Teks Bacaan
Sebenarnya saya bukan orang yang suka-suka amat naik wahana mengerikan di amusement park seperti jet coaster tinggi banget yang lihatnya aja bikin stress.
Tapi, jika sedang berkunjung ke amusement park, biar saya takut, saya sengaja naik wahana seram itu. Tentu saja setelah mempertimbangkan faktor keamanan dan kesehatan, karena kalau "tidak amannya" sudah tidak masuk akal, ya saya tidak mau naik.

Tujuan Anda
Kutip secara utuh, kata demi kata, teks di atas tentang menaiki wahana seram di taman hiburan. Catatan di bawah ini diambil dari sumber yang berbeda.

Informasi yang Diberikan
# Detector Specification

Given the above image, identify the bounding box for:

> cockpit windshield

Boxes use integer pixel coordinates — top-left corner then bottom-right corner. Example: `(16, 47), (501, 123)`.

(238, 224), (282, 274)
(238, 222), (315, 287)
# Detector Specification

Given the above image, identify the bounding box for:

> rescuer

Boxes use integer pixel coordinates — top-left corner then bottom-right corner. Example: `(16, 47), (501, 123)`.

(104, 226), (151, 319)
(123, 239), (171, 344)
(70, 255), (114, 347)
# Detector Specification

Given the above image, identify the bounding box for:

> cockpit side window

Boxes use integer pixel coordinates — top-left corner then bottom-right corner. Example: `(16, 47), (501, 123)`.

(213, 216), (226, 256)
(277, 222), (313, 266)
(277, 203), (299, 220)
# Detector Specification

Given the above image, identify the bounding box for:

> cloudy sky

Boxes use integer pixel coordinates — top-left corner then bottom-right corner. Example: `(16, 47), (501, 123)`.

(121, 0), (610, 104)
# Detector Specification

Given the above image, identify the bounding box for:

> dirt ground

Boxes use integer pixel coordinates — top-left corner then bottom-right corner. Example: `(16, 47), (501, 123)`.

Hasil Tugas
Sebenarnya saya bukan orang yang suka-suka amat naik wahana mengerikan di amusement park seperti jet coaster tinggi banget yang lihatnya aja bikin stress.
Tapi, jika sedang berkunjung ke amusement park, biar saya takut, saya sengaja naik wahana seram itu. Tentu saja setelah mempertimbangkan faktor keamanan dan kesehatan, karena kalau "tidak amannya" sudah tidak masuk akal, ya saya tidak mau naik.